- _EXERCISE_:
Continue the article about Reliance Industries' green energy bet from its final sentence.

India’s most-valued private company Reliance Industries (RIL) held its 44th annual general meeting (AGM) on June 24.
As it turned out, the bang was bigger than virtually anything that had been predicted. With the announcement of a multi-billion dollar investment in what has been dubbed as the lifeline to our collective future, Reliance Industries chairman Mukesh Ambani did his bit to dispel somewhat the pall of gloom that the pandemic has cast over Indian business.
The bet on green energy which Ambani, speaking at RIL’s 44th annual general meeting (AGM), said, would be the most exciting and challenging of his life, will turn the company from being a leader in a business based on fossil fuels into one that is potentially one of the green energy champions of the world.
Much like its forays into retail and telecom over the last 10 years, it is a move that is imbued with audacity and ambition.

- _SOURCE DATA_:
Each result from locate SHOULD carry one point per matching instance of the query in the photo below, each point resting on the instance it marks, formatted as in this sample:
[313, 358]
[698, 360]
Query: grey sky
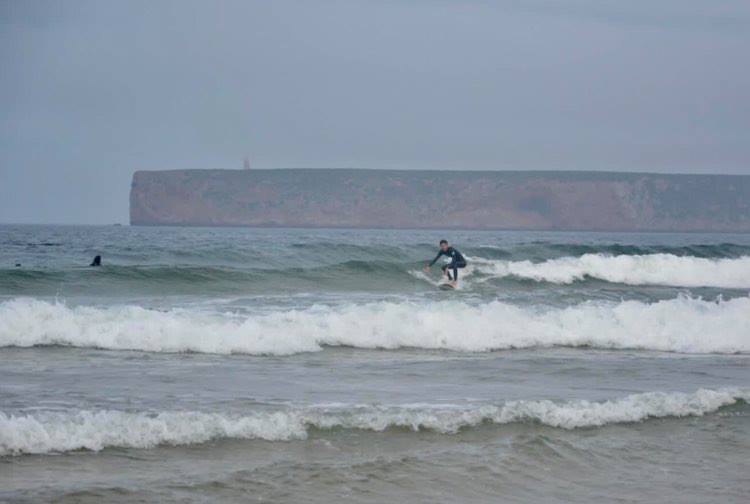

- _ANSWER SPACE_:
Traditionally, a Reliance AGM raises expectations like no other. Over the last four decades, it is probably one of the most keenly-watched events on the Indian corporate calendar. While the festive nature of the 20,000 people-strong bashes that group founder Dhirubhai Ambani often orchestrated in his heyday, may now be a part of the wistful past, there’s no denying its significance even in these virtual times.
It isn’t so much about the numbers; that is for the analysts to parse at leisure. Instead it is about the connect between the company, which has for years carried the highest weight in the Sensex, and the two million-plus retail shareholders who have always been the group’s key constituency. Those who have attended these meetings speak of what Ambani called the “intimacy and warmth”, the familial nature of the interactions, even on the few occasions that they have gotten testy.
Which is why the gradual introduction since 2016 of the next generation of the family - Akash, Isha and Anant - has been such a critical part of this bond. Simply put, shareholders look for continuity of the promoter family. It creates trust, so integral to a long-term investment decision.
In the Reliance scheme of things, the AGM is a corporate asset, to be nurtured as such.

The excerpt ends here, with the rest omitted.